• _What you are asked to do_
All lines after the one containing "player in black", together with that line itself, should be written out exactly, down to the last line of the entries below.

Referring expression pointing data

- - - -

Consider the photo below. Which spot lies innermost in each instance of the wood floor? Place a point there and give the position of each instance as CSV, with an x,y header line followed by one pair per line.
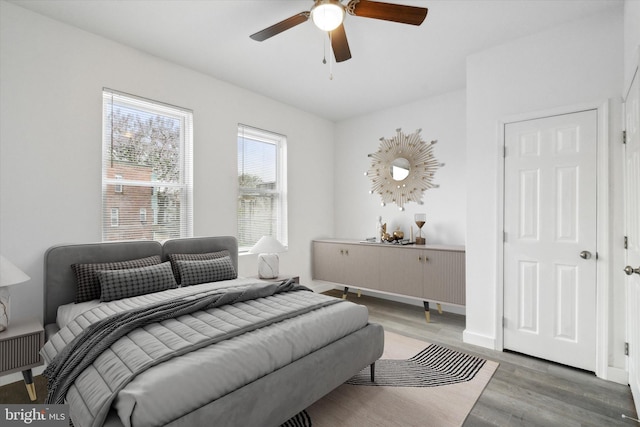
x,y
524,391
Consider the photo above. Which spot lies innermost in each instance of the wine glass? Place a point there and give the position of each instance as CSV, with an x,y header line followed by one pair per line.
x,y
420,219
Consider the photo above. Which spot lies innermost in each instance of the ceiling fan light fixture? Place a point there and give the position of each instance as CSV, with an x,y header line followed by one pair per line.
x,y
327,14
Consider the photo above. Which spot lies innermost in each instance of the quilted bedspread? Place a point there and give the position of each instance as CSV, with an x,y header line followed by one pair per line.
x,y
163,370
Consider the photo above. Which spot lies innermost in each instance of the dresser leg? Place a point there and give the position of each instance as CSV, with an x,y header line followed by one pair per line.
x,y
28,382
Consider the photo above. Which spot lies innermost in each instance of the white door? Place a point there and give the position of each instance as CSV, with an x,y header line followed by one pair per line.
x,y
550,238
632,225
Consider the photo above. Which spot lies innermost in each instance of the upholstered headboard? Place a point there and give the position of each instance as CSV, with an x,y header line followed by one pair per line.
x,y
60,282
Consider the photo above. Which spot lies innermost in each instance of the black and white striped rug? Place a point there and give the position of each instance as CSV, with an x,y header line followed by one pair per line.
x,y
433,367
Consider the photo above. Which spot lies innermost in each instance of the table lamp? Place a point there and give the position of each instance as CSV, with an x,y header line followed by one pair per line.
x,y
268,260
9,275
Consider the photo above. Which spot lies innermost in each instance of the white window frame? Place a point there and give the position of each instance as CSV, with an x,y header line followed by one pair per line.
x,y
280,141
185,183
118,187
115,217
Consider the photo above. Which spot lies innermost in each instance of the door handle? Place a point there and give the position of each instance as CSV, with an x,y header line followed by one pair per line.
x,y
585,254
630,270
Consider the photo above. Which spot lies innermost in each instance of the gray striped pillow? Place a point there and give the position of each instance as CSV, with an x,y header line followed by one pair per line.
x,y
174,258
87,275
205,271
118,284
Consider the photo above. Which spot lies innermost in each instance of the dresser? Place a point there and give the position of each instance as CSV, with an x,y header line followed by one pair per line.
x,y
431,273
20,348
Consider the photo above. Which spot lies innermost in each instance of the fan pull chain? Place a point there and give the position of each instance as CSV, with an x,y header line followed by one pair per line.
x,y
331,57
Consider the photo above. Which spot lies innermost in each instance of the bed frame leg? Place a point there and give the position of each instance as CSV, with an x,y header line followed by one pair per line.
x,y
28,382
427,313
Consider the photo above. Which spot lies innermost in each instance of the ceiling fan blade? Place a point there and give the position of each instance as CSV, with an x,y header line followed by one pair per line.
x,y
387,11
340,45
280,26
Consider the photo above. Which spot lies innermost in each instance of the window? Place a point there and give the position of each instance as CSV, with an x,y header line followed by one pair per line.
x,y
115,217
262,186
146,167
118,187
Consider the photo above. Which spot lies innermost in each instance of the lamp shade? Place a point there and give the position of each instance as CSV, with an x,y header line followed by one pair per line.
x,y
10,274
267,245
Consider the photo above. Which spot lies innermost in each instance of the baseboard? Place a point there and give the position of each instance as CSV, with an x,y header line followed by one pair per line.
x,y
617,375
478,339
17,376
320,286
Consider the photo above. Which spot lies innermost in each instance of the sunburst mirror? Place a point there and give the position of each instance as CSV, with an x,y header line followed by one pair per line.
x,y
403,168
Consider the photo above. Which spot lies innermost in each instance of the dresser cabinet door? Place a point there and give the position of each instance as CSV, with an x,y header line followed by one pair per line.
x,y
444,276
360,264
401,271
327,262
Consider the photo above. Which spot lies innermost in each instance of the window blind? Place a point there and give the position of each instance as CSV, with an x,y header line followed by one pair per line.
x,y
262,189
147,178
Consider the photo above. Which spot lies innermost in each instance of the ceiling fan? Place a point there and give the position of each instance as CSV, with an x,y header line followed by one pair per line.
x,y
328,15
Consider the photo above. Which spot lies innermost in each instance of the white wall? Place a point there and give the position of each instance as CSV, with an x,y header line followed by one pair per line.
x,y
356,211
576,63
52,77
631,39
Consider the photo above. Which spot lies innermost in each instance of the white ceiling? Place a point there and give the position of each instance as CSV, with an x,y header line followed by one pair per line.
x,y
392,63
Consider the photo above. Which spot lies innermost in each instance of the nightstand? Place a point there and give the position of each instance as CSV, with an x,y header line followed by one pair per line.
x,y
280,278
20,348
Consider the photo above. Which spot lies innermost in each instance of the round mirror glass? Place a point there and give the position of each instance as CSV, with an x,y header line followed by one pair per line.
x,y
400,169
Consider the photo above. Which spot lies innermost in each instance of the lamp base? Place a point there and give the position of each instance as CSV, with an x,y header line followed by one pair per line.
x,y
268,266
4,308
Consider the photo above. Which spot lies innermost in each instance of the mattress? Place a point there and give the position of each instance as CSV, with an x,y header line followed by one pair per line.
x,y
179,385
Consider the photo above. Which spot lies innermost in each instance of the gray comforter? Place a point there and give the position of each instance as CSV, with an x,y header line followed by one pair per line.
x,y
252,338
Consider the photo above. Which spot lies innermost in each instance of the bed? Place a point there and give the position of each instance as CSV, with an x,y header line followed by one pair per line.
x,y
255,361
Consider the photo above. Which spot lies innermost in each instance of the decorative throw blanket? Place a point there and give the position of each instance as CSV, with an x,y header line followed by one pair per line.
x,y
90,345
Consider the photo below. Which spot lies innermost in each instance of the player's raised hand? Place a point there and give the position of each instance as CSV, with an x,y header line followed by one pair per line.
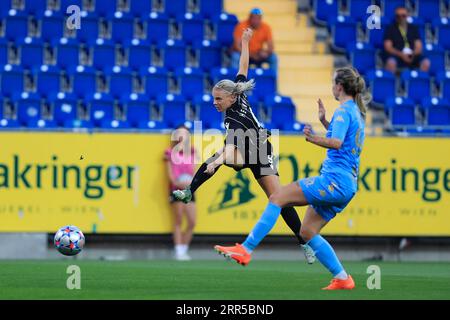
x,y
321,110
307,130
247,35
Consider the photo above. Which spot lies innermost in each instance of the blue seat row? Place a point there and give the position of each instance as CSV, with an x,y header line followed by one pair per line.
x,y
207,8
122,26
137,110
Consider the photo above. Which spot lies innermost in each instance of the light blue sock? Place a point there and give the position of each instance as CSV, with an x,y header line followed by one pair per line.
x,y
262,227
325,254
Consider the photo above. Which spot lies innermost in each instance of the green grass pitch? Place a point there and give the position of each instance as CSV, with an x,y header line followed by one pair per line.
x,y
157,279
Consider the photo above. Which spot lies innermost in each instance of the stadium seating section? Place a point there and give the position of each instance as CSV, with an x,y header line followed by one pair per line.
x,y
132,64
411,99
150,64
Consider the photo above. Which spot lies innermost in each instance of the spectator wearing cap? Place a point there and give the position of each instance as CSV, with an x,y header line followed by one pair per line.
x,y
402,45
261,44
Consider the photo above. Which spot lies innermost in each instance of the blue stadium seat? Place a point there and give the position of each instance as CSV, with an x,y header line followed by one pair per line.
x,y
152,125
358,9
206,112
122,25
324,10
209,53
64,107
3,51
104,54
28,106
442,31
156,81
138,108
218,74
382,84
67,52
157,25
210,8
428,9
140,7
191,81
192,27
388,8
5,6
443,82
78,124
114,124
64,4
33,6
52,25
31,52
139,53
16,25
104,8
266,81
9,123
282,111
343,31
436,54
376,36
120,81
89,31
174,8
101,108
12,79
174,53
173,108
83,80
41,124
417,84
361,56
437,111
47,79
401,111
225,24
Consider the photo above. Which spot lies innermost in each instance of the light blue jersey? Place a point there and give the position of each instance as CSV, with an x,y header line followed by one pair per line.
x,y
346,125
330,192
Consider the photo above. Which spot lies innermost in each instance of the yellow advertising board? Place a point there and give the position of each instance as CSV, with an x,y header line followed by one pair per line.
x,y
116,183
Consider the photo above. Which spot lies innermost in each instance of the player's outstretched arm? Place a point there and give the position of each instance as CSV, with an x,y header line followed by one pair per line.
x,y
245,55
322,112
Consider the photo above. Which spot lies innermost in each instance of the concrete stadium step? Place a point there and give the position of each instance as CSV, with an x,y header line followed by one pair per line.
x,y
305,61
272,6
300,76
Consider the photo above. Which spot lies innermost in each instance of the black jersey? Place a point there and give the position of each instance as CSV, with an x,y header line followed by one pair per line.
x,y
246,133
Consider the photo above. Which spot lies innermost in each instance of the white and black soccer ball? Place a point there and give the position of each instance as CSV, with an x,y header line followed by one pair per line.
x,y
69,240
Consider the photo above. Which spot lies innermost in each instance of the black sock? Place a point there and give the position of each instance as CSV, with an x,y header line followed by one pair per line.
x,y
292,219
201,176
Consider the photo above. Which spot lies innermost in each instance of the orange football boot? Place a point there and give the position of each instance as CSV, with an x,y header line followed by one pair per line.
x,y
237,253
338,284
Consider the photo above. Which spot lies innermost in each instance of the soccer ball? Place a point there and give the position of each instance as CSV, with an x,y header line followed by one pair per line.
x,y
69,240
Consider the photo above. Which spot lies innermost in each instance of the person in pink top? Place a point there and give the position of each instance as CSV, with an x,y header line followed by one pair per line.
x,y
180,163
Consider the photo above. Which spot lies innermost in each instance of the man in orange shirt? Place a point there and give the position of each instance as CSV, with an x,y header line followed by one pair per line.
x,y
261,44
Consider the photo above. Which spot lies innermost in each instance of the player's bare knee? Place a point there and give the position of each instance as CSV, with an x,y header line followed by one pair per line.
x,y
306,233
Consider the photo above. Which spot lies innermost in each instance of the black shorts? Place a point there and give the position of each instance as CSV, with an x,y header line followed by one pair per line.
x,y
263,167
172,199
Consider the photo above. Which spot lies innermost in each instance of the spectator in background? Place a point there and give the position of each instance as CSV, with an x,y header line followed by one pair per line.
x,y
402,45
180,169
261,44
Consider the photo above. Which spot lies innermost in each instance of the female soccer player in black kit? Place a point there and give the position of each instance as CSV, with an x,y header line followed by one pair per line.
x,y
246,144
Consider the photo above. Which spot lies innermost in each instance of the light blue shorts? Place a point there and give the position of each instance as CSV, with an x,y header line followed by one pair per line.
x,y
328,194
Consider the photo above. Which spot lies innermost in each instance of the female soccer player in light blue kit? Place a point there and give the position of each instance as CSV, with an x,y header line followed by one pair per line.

- - - -

• _Your response_
Consider the photo above. Which spot lies innermost in each instance of the female soccer player in black kit? Place a point there and give the position of each instance as CSV, with an x,y header line followed by one pair per line.
x,y
246,144
Consider the photo above. Which spot lies innermost in each instance of the light blue shorts? Place a point there and give the position of each instance as CSV, with an x,y header line followed by one pair per line.
x,y
328,194
Consider the photo above. Which spot lies innermost in each instance of the female soccer player in light blue kit? Place a point there and give the position of each instance as CSV, with an x,y header line followed by one pair per line.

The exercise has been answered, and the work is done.